Work instructions:
- a) Using the press release about the IRR suicide prevention bill, explain why members of the Individual Ready Reserve and Individual Mobilization Augmentees lack easy access to suicide prevention services between deployments.
- b) Please set down the stretch of the press release about the IRR suicide prevention bill from "Require the Secretary of Defense, beginning" through "of said servicemembers.", word for word.

Excerpt to read:
◇ ◇ ◇ ◇

Sgt. Coleman S. Bean Individual Ready Reserve Suicide Prevention Act' Would Honor Fallen New Jersey Iraq War Veteran
U.S. Rep. Rush Holt announced today he has introduced legislation to fill a void in the military's suicide prevention efforts among members of the Individual Ready Reserve (IRR) and for other soldiers who are designated as Individual Mobilization Augmentees (IMAs). Unlike their active duty counterparts or those normally assigned to existing Guard and Reserve units, members of the IRR and those designated as IMAs normally are only assigned to units upon mobilization. In between deployments, they lack direct, easy access to the kinds of suicide prevention services and support structures available to active duty troops - a deficiency Holt's bill seeks to fix. Joining Holt in offering the bill were Rep. George Miller (D-CA), Rep. Carol Shea-Porter (D-NH), Rep. Jim Himes (D-CT), Rep. Shelley Berkley (D-NV), and Rep. Roscoe Bartlett (R-MD).
The bipartisan bill is named in honor of the late Sergeant Coleman S. Bean of East Brunswick, New Jersey. In between and after two combat tours in Iraq, Bean sought treatment for post-traumatic stress disorder (PTSD). Because Sgt. Bean was a member of the Individual Ready Reserve, he could not get treatment for his condition because the Departments of Defense and Veterans Affairs refused to take ownership of him and the thousands like him.
"Two federal agencies charged with helping prevent suicides among our returning troops utterly failed Sgt. Bean and his family", said Holt. "We cannot allow another family to lose a son or daughter, a father or mother, a husband or a wife because of bureaucratic buck-passing."
Holt's bill would do the following:
Require the Secretary of Defense to ensure that members of the IRR who have served at least one tour in either Iraq or Afghanistan will receive a counseling call from properly trained personnel not less than once every 90 days so long as the servicemember remains a member of the IRR.
Require personnel conducting this call to determine the emotional, psychological, medical, and career needs and concerns of the IRR member. Any IRR member identified as being at risk of harming his or her self would be referred immediately to the nearest military treatment facility or accredited TRICARE provider for immediate evaluation and treatment by a qualified mental health care provider, and in those cases the Secretary would be required to confirm that the at-risk IRR member has received the evaluation, and if necessary treatment.
Require the Secretary of Defense, beginning in January 2011, to report to the Congress not less than yearly on the number of IRR members not assigned to units who have been referred for counseling or mental health treatment, as well as the health and career status of said servicemembers.
On June 25, 2009, a nearly identical version of the Holt bill passed the House on a voice vote as an amendment to the Fiscal Year 2010 National Defense Authorization Act (H.R. 2647). Unfortunately, an anonymous Senate conferee objected to the provision during the conference report negotiations, arguing it was too costly -- even though no member of the Senate ever requested that the Congressional Budget Office score the provision.
"How anyone could believe that our government can't afford to make suicide prevention phone calls to veterans of the Iraq and Afghanistan wars is as baffling as it is callous," said Holt. "I urge all House and Senate members to join me in taking this simple step to help all our IRR and IMA servicemembers get access to the suicide prevention counseling and support that they need and deserve."
Linda Bean, mother of Sgt. Bean, offered her support for the legislation.
"Through this legislation, Congressman Holt directly addresses the mental health needs of the more than 11,000 IRR soldiers and countless individual augmentees who have deployed to Iraq or Afghanistan, a population that is underserved by both the military and VA mental health systems. We are grateful.
"Since Coleman's death, we have come to know that one phone call -- just one honest expression of compassion -- can help catch and hold someone who is at the edge of despair. For us, if the phone calls mandated by this legislation help save one life -- then that is blessing enough."

◇ ◇ ◇ ◇

Material shown:

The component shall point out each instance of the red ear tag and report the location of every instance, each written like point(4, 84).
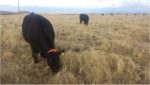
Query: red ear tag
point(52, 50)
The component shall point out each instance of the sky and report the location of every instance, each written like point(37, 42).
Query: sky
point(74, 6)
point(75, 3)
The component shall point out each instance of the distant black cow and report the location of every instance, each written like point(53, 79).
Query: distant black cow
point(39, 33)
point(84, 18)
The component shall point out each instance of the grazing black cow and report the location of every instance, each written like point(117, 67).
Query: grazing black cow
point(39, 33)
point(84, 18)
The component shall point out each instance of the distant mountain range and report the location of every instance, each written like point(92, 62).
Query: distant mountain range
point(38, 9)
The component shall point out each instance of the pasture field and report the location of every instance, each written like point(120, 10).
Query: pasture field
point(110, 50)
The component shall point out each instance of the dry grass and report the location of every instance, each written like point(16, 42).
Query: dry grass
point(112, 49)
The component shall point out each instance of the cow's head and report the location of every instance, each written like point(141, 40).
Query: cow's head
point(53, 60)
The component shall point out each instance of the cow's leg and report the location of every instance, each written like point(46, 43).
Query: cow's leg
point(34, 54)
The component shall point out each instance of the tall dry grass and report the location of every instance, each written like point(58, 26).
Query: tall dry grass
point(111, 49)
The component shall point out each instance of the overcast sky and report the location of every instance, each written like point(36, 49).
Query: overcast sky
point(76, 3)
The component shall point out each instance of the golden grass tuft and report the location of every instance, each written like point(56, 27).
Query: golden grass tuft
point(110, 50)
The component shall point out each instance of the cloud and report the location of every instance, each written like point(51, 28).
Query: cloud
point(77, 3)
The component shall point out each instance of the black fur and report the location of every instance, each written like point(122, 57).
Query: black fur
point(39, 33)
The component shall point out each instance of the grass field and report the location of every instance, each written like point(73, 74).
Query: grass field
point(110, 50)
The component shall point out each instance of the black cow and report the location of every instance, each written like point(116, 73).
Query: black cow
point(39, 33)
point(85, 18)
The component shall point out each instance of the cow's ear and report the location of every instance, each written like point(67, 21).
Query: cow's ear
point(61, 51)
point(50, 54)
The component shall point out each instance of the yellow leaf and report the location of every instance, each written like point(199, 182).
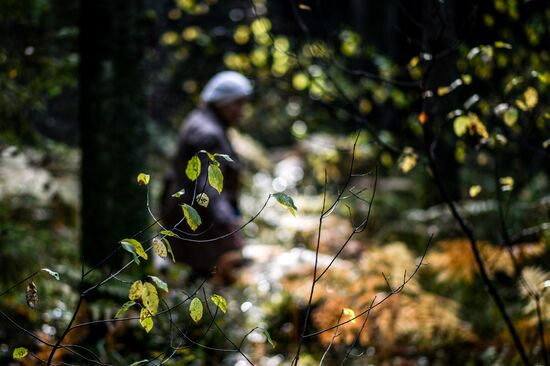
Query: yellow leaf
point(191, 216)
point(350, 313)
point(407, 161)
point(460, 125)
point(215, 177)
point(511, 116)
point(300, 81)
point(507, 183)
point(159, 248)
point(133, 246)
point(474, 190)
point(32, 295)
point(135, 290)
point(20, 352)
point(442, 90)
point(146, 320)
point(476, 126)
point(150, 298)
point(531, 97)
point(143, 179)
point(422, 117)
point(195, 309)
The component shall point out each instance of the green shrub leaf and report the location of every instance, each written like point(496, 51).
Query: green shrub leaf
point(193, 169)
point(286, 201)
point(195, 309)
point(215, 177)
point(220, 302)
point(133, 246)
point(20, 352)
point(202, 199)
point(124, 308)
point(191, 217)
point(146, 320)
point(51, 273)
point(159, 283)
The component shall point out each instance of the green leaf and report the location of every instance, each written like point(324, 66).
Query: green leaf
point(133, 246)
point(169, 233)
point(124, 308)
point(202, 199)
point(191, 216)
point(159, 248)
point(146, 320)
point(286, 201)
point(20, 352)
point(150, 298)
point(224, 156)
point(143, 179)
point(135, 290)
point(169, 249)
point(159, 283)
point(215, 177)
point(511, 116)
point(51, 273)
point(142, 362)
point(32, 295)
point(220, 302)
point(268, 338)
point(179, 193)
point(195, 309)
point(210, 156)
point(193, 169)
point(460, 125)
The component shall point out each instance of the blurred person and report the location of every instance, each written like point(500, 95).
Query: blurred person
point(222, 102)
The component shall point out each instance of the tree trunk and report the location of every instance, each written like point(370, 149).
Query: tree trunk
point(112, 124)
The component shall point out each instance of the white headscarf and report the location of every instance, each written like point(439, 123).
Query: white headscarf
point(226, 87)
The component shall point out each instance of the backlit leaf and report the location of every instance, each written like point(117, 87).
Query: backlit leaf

◇ ◇ ◇ ◇

Outputs in order:
- a) Unlike active duty troops or those assigned to existing Guard and Reserve units, members of the IRR and those designated as IMAs are normally assigned to units only upon mobilization. Because of that, between deployments they lack direct, easy access to the suicide prevention services and support structures available to active duty troops.

- b)
Require the Secretary of Defense, beginning in January 2011, to report to the Congress not less than yearly on the number of IRR members not assigned to units who have been referred for counseling or mental health treatment, as well as the health and career status of said servicemembers.